# [Consigne a]
Mettez sous forme de liste JSON de chaînes, une chaîne par ligne et sans les lignes vides, les lignes des enregistrements allant de celle qui contient "Where can you see the horse mane" jusqu'à la fin des enregistrements, bornes incluses.

######

Ceux-là justifient leur modèle par des concepts abscons sur les nouvelles frontières entre sphère privée et sphère publique, ou par l'ambition de devenir les plus grands médias du monde, mais sans jamais rémunérer de journalistes.

D'autres, au premier rang desquels les GAFAM eux-mêmes, disent : « va pour une régulation », mais le plus tard possible, après une longue négociation nationale, européenne et, pourquoi pas, mondiale. Encore cinq minutes, encore cinq jours, que dis-je, encore cinq ans de chiffre d'affaires définitivement perdus pour la presse et les médias !

Une attitude consiste à courber l'échine devant les bienfaits espérés de la transition digitale et à reporter toute régulation – devant l'efficacité et les anticipations positives, la docilité par l'autocensure.

Bien sûr, Google et Facebook sont devenus indispensables à nos vies : des adolescents aux seniors, personne n'imagine plus un jour sans connexion. Dans les territoires ruraux, il faut apporter la 4G. Pour les enfants, l'interdiction d'internet est plus menaçante que le père Fouettard. Le Wi-Fi est, quant à lui, devenu un produit de première nécessité.

Il est vrai que la révolution digitale nous ouvre un monde de progrès : accès à l'information, à l'éducation, à l'intelligence augmentée, à des mondes inconnus. Le voyage autour de ma chambre de Xavier de Maistre n'est plus seulement intérieur.

Ce monde peut accompagner une revitalisation démocratique bénéficiant à des citoyens mieux formés et mieux informés, puisque la mise en ligne de la presse a permis d'en doubler le lectorat : le Web, c'est Gutenberg et Jules Ferry réunis.

Il peut également être synonyme de renouveau économique : le numérique révolutionne les métiers, réduit les pénibilités, permet le télétravail, invente la mobilité sociale et physique. Il réconcilie le fordisme comme le keynésianisme avec Nicolas Hulot.

Mais, mes chers collègues, nous savons que toute puissance porte en son sein les germes de sa toute-puissance. Il faut donc tenir ferme sur les principes : en démocratie, tout pouvoir doit être équilibré par des contre-pouvoirs.

J'en appelle donc à notre responsabilité individuelle et collective pour ne pas voir que les bienfaits ni détourner le regard devant les dérives. Il faut faire vite : on peut pécher par action, par omission, mais aussi par procrastination.

Or nul n'ignore que la richesse des GAFAM prospère sur des irresponsabilités auxquelles il convient d'opposer un cadre légal et démocratique.

Ils ne vendent pas seulement des produits ou des services : ils vendent aussi nos profils, une activité dont le but est d'optimiser le ciblage publicitaire, mais qui dérive parfois jusqu'aux manipulations électorales de Cambridge Analytica. Grâce à un jeu de bonneteau entre fiscalités nationales, ils échappent à l'impôt, et nous peinons à les y assujettir, puisque nous allons jusqu'à envisager de négocier avec eux le montant de leur imposition ! Ils ignorent leur responsabilité pénale en matière de diffusion de fausses informations : les robots censurent les grandes oeuvres de l'humanité mais tolèrent ses basses manoeuvres. Ils déstabilisent la presse, dans une forme d'exploitation de l'homme qui écrit par l'homme qui fait tourner les algorithmes.

######

# [Consigne b]
Prolongez le texte sur la régulation des GAFAM au-delà de sa dernière phrase.

[Enregistrements d'annotation de position]
######

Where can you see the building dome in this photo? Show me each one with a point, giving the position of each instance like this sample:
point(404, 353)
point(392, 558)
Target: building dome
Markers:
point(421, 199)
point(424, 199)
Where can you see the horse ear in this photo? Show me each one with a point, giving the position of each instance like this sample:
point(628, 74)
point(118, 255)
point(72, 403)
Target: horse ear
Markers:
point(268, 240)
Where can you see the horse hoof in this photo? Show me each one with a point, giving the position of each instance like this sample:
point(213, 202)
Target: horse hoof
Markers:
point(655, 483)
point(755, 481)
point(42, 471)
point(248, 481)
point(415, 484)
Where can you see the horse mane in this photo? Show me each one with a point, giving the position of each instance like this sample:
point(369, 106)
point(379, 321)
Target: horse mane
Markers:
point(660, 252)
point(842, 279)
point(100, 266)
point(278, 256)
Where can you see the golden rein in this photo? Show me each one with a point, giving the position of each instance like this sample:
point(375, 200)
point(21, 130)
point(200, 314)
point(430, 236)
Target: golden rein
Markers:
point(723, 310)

######

# [Réponse attendue a]
[
  "Where can you see the horse mane in this photo? Show me each one with a point, giving the position of each instance like this sample:",
  "point(369, 106)",
  "point(379, 321)",
  "Target: horse mane",
  "Markers:",
  "point(660, 252)",
  "point(842, 279)",
  "point(100, 266)",
  "point(278, 256)",
  "Where can you see the golden rein in this photo? Show me each one with a point, giving the position of each instance like this sample:",
  "point(375, 200)",
  "point(21, 130)",
  "point(200, 314)",
  "point(430, 236)",
  "Target: golden rein",
  "Markers:",
  "point(723, 310)"
]

# [Réponse attendue b]
Mais qui peut se permettre de ne pas consentir à l'impôt, de mépriser l'État de droit, de se moquer de l'équilibre économique de la presse et donc de la liberté d'expression ? Qui peut se permettre d'attenter aux fondements mêmes d'une société démocratique ?

Le Gouvernement, madame la ministre, a pris la mesure de ces enjeux. Il agit à l'échelon européen, comme au niveau national, pour contraindre les GAFAM à payer leurs impôts dans les pays où ils réalisent leurs bénéfices. Il nous propose également un projet de loi visant à lutter contre les fausses informations – les fake news – dont nous aurons à débattre dans quelques jours, sans attendre une législation européenne.

Au Parlement, nous pourrions agir dès aujourd'hui en faveur du pilier démocratique qu'est la presse. Nous pourrions voter une foi française qui soutienne en tout point le projet de directive européenne présentée par la Commission et l'eurodéputé Axel Voss. Chacun sait que depuis septembre 2016 elle peine à aboutir et qu'elle est en danger : au fil de discussions contradictoires et lentes, la durée des droits voisins devrait être ramenée de vingt ans à un an. Les débats s'enlisent sur la définition technique des contenus, tandis qu'une confusion est entretenue entre liens hypertextes et extraits.

J'appelle l'attention de chacun sur ces points : si le droit voisin est ramené à un an, une négociation sera encore en cours quand la suivante devra commencer. Et s'il ne s'applique pas aux extraits, on en aura conservé le principe, mais pas le contenu.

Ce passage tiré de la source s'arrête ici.